# Start of Data records
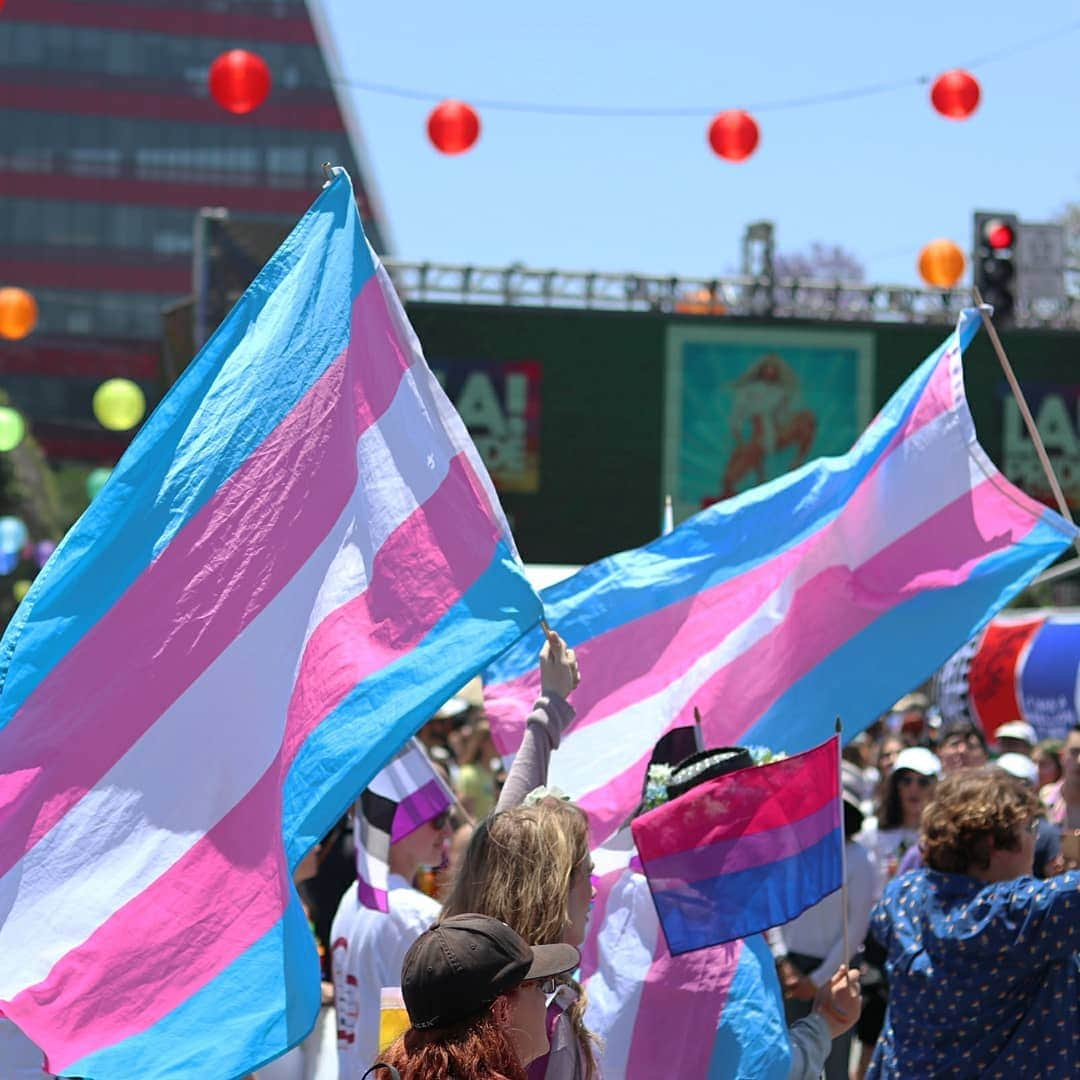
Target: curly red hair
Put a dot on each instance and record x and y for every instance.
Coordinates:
(970, 809)
(477, 1049)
# End of Data records
_What to produce_
Copy the material above line for line, leaving out the picture.

_Task response_
Target: curly red hair
Put a dot on each instance and record x and y for every instance.
Coordinates:
(970, 809)
(477, 1049)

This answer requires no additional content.